Benennen Sie in den folgenden Datensätzen „potted plant“ in „planter“ um und geben Sie alle Datensätze sonst unverändert wieder.

### Übungsmaterial

= = = =

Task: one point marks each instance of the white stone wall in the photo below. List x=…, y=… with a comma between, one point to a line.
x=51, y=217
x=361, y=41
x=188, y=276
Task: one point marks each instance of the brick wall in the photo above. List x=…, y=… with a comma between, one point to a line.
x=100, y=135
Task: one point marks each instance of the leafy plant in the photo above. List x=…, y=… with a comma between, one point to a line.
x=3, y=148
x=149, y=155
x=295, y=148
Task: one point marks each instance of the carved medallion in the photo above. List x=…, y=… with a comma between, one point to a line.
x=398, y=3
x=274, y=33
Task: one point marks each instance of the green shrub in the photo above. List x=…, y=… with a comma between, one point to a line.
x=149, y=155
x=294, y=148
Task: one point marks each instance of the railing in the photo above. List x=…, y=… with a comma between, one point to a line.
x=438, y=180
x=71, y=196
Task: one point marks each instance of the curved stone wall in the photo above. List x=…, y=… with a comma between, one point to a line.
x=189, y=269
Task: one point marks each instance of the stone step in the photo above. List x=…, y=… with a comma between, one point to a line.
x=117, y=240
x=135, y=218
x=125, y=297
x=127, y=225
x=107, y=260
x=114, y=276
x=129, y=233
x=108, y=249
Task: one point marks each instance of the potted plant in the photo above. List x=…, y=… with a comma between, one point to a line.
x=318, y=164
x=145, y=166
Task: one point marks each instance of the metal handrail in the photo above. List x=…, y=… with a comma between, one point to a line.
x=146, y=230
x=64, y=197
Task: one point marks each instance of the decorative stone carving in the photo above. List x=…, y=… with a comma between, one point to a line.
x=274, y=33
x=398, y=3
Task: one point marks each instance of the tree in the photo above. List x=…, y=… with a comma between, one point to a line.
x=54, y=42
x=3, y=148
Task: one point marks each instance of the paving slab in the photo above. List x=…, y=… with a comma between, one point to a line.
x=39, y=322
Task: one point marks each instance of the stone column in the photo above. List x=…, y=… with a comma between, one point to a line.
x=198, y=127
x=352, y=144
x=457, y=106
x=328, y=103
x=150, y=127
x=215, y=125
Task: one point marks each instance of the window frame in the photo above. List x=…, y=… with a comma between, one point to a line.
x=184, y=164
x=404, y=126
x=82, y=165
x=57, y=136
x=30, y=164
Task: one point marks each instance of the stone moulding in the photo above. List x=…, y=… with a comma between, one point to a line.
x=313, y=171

= = = =

### Antwort
Task: one point marks each instance of the white stone wall in the photo below. List x=…, y=… with a comma between, one point to a line.
x=51, y=217
x=361, y=41
x=188, y=276
Task: one point marks each instance of the brick wall in the photo above. List x=…, y=… with a comma between, one point to a line.
x=100, y=135
Task: one point marks each instance of the leafy plant in the photo above. List x=…, y=… with a comma between, one point to a line.
x=3, y=148
x=149, y=155
x=295, y=148
Task: one point marks each instance of the carved medallion in the photo above. List x=…, y=… with a comma between, one point to a line.
x=398, y=3
x=274, y=33
Task: one point marks each instance of the green shrub in the photo above. List x=…, y=… with a comma between, one point to a line.
x=149, y=155
x=294, y=148
Task: one point marks each instance of the railing in the photo above. List x=…, y=… with a comma between, one point to a line.
x=438, y=180
x=71, y=196
Task: one point marks each instance of the curved stone wall in the photo above. List x=…, y=… with a comma between, one point to a line.
x=189, y=269
Task: one point marks each instance of the stone step in the photo above. List x=…, y=… with a comma between, one point to a line.
x=117, y=240
x=135, y=218
x=125, y=297
x=127, y=225
x=107, y=260
x=114, y=276
x=129, y=233
x=108, y=249
Task: one point marks each instance of the planter in the photo above. List x=…, y=… with a comma between, one point to a line.
x=318, y=164
x=145, y=166
Task: one point marks each instance of the metal handrail in the photo above. List x=…, y=… with a comma between, one point to a line.
x=146, y=230
x=64, y=197
Task: one point marks each instance of the decorative stone carving in the photo above. List x=…, y=… with a comma between, one point to a line.
x=274, y=33
x=398, y=3
Task: one point marks each instance of the tree in the photo above. List x=…, y=… with a comma between, one point to a line.
x=54, y=42
x=3, y=148
Task: one point marks each instance of the paving slab in the photo above. List x=…, y=… with a comma between, one point to a line.
x=39, y=322
Task: one point marks each instance of the stone column in the photo above. List x=…, y=… with a comma between, one point to a line.
x=198, y=127
x=352, y=144
x=457, y=106
x=328, y=103
x=150, y=127
x=215, y=125
Task: one point marks each instance of the window frame in the photo above. List x=…, y=… with a comma between, one point to a line.
x=184, y=164
x=404, y=126
x=82, y=165
x=57, y=136
x=30, y=164
Task: one point marks each instance of the stone moulding in the photo above. List x=…, y=… with a comma between, one point to a line.
x=313, y=171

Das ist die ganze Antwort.